Stored items.
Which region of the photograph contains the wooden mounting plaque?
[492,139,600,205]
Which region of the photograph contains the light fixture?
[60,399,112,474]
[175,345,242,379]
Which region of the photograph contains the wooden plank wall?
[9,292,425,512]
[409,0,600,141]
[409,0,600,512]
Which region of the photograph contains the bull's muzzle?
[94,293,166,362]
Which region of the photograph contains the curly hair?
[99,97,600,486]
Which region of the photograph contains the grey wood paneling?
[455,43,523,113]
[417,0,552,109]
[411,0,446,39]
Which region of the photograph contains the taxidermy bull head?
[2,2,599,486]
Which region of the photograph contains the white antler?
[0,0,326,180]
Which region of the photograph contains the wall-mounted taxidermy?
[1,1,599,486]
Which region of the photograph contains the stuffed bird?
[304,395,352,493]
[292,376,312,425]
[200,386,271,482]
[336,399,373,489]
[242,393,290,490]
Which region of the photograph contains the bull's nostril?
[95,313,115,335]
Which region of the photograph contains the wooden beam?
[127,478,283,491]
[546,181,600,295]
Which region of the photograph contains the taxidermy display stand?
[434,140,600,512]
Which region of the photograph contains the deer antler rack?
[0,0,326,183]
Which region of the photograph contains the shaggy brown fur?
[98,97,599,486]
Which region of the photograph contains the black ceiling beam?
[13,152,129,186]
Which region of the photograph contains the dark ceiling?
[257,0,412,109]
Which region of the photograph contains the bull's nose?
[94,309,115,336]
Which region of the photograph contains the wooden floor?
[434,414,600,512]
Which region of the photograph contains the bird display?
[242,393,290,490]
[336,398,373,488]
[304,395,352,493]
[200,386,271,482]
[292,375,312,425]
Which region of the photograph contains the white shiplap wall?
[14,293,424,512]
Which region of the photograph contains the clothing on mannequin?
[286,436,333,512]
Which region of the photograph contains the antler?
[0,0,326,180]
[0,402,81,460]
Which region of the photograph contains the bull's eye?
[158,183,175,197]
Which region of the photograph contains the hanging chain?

Stated task. Give back, word for word, everything in the data above from the very first line down to the line containing "[158,183,175,197]", with both of those lines included.

Exercise response.
Which region of the photograph contains the wooden mounting plaque?
[492,139,600,205]
Which region of the photograph contains the light fixture?
[60,399,112,474]
[175,345,242,379]
Which region of the photograph contains the wooden plank wall?
[9,292,425,512]
[409,0,600,141]
[409,0,600,512]
Which region of the photograph contains the bull's muzzle?
[94,293,166,362]
Which region of the photograph contains the curly hair?
[99,97,600,486]
Which region of the photograph contains the grey wood paneling?
[455,43,523,113]
[417,0,552,109]
[411,0,446,39]
Which region of the photograph contains the taxidermy bull head?
[2,2,599,486]
Which region of the photograph contains the white antler?
[0,0,326,180]
Which region of the photograph contains the wall-mounted taxidermy?
[1,1,599,486]
Which region of the photograph contains the stuffed bird?
[304,395,352,493]
[292,376,312,425]
[200,386,271,482]
[336,399,373,489]
[242,393,290,490]
Which region of the photograph contains the bull's nostril?
[95,313,115,335]
Which region of the photograph contains the wooden beam?
[127,478,283,491]
[546,181,600,295]
Which region of the photograph contains the taxidermy display stand?
[434,140,600,512]
Which region of the photograph contains the deer antler rack?
[0,0,326,183]
Which region of the photograph contains the shaggy brown fur?
[98,97,599,486]
Which region of the photograph contains the black ceiling beam?
[13,152,129,186]
Which region of the photograph contains the dark ceiling?
[257,0,412,109]
Which region of the photograph contains the bull's nose?
[94,309,115,336]
Which region of the photograph contains the wooden floor?
[434,414,600,512]
Which region of the photograph contains the bird display?
[242,393,290,490]
[336,398,373,488]
[304,395,352,493]
[200,386,271,482]
[292,375,312,425]
Which region of the photograph contains the white shiplap wall?
[14,293,424,512]
Which region of the photograph contains the clothing on mannequin?
[286,436,333,512]
Which region of the photograph contains the antler?
[0,0,326,180]
[0,402,81,460]
Which region of the photograph contains the bull's eye?
[158,183,175,197]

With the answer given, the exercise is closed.